## TASK DESCRIPTION:
Please write out every entry below, word for word.

## RECORDS PROVIDED:
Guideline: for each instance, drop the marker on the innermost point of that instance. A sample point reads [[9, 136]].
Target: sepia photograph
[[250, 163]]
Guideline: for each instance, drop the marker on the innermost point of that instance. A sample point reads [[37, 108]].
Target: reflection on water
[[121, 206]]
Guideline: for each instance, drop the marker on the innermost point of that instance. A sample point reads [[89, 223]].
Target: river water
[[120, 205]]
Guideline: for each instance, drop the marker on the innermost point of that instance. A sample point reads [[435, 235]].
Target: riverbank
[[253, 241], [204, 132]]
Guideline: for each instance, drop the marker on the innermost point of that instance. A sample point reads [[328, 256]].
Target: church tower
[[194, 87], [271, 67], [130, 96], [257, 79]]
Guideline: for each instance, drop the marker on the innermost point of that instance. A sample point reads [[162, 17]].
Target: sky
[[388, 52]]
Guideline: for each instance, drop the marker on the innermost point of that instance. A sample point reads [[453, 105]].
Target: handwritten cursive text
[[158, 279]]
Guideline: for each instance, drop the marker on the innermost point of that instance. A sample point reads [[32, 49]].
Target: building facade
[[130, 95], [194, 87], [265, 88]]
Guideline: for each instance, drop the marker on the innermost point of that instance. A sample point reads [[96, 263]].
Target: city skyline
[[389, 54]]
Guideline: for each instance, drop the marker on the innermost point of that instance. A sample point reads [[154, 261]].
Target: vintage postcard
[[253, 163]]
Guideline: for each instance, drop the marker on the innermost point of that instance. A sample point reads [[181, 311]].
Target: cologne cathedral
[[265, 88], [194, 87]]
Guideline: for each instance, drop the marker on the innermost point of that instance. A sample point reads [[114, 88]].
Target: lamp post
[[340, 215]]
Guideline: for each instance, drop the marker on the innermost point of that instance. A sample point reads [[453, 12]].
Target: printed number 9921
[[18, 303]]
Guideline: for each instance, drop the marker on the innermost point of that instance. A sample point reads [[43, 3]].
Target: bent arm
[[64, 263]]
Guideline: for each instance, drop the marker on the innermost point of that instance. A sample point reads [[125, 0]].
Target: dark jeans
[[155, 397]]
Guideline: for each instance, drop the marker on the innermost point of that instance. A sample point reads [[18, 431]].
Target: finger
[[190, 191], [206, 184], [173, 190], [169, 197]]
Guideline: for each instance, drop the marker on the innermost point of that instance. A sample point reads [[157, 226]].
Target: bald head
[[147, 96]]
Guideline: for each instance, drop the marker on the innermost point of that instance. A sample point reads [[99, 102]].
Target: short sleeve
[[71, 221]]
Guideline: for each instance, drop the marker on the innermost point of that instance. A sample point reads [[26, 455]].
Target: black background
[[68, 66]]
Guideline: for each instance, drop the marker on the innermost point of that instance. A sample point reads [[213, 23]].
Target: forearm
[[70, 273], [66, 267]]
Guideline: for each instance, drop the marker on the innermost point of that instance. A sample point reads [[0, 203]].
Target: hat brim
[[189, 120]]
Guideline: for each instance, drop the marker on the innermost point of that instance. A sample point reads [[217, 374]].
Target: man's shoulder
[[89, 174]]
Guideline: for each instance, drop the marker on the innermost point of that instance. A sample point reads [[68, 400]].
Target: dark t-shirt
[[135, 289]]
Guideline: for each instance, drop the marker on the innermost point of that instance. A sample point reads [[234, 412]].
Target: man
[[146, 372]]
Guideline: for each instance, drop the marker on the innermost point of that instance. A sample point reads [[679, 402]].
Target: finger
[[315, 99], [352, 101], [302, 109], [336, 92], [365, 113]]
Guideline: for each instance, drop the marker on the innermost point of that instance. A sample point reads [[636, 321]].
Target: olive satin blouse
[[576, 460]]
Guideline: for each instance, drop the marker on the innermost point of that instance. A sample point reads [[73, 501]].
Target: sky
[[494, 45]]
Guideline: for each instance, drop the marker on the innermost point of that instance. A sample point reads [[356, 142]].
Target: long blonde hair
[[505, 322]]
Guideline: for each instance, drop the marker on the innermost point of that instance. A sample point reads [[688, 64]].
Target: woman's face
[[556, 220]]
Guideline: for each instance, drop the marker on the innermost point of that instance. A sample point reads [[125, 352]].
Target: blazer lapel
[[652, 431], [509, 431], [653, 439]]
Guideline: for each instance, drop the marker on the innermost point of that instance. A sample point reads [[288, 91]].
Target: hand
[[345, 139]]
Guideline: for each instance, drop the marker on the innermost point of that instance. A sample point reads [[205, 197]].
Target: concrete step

## ANSWER SECTION:
Guideline: for each instance, drop the marker on the innermost point of that instance. A sample point reads [[9, 136]].
Target: sepia photograph
[[250, 163]]
Guideline: for each instance, drop the marker on the innermost point of that instance. A sample point reads [[37, 108]].
Target: reflection on water
[[121, 206]]
Guideline: for each instance, drop the marker on the innermost point of that instance. A sample point reads [[89, 223]].
Target: river water
[[120, 205]]
Guideline: for each instance, drop the marker on the innermost point of that instance. A sample point reads [[435, 235]].
Target: riverbank
[[253, 241], [204, 132]]
Guideline: for each instance, drop the marker on the innermost point of that instance. A sample point reads [[328, 256]].
Target: church tower
[[194, 87], [271, 67], [130, 96], [257, 79]]
Guideline: for each instance, drop the marker on the innermost point of that instance. A sample point reads [[162, 17]].
Target: sky
[[388, 52]]
Guideline: for each instance, drop the marker on the innermost point of that instance. A sample point reads [[453, 105]].
Target: handwritten cursive text
[[158, 279]]
Guideline: for each instance, drop the marker on the innermost point of that instance. A sample point reads [[32, 49]].
Target: building facade
[[130, 95], [194, 87], [265, 88]]
Guideline: for each instance, drop the marker on the innermost point of that instance. A sample point reads [[96, 263]].
Target: city skyline
[[389, 54]]
Guideline: for each instance, drop the marker on the innermost point of that instance. A sample point reads [[154, 261]].
Target: vintage postcard
[[253, 163]]
Guideline: for each instance, drop the marker on the innermost point of that instance. A sample point reads [[181, 311]].
Target: cologne cathedral
[[265, 88], [194, 87]]
Guideline: for each instance, drop the marker on the innermost point of that instance. A sample point reads [[114, 88]].
Target: lamp post
[[340, 215]]
Guideline: for each instance, drop the marker on the innermost point of that instance. A sample point reads [[453, 12]].
Target: printed number 9921
[[18, 303]]
Guideline: for each instance, drop the marker on the innermost point of that instance. A sample point reads [[43, 3]].
Target: bent arm
[[64, 263]]
Guideline: for each instance, drop the marker on the innermost point of that instance. A sample point reads [[125, 0]].
Target: dark jeans
[[155, 397]]
Guideline: for each instance, drop the marker on the innermost point of that instance. A sample point reads [[18, 431]].
Target: finger
[[190, 191], [206, 184], [173, 190], [169, 197]]
Guideline: for each instance, drop the marker on the innermost point of that instance. A sample point reads [[157, 226]].
Target: bald head
[[147, 96]]
Guideline: for each instance, drop the marker on the innermost point of that instance. A sample point reads [[99, 102]].
Target: short sleeve
[[71, 221]]
Guideline: for each instance, drop the marker on the innermost point of that instance. A sample point reads [[26, 455]].
Target: black background
[[68, 66]]
Guideline: for each instance, drop the marker on the innermost point of that instance. A sample point reads [[213, 23]].
Target: forearm
[[70, 273], [66, 267]]
Guideline: for each instance, drop the marker on the innermost point of that instance. A sample point reads [[0, 203]].
Target: hat brim
[[189, 120]]
Guideline: for each instance, drop the marker on the innermost point of that instance. A sample point reads [[217, 374]].
Target: man's shoulder
[[89, 174]]
Guideline: for each instance, drop the marker on the innermost point of that instance. A sample point reads [[68, 400]].
Target: dark t-shirt
[[135, 289]]
Guideline: for each instance, drop the marker on the innermost point of that instance. A sample point reads [[234, 412]].
Target: man
[[146, 372]]
Guideline: for each instance, drop the marker on the innermost point of that instance. A sample point reads [[679, 402]].
Target: finger
[[315, 99], [352, 101], [302, 109], [336, 92], [365, 113]]
Guideline: for each instance, drop the marker on the innermost point of that instance. A sample point reads [[636, 321]].
Target: olive satin blouse
[[576, 460]]
Guideline: for each instance, drop the marker on the innermost point of that instance. A sample point reads [[73, 501]].
Target: sky
[[494, 45]]
Guideline: for each instance, drop the marker on the innermost point of that instance. A sample point reads [[356, 142]].
Target: long blonde hair
[[505, 322]]
Guideline: for each instance, drop the marker on the innermost point of that instance. A sample point reads [[688, 64]].
Target: woman's face
[[556, 220]]
Guideline: for each instance, drop the marker on the innermost point of that instance. A sample point reads [[125, 352]].
Target: blazer lapel
[[652, 431], [509, 431], [653, 439]]
Guideline: for each instance, drop the marker on the innermost point of that instance. A sample point reads [[288, 91]].
Target: hand
[[345, 139]]
Guideline: for each instance, drop the marker on the innermost point of that instance. A sample point reads [[205, 197]].
Target: concrete step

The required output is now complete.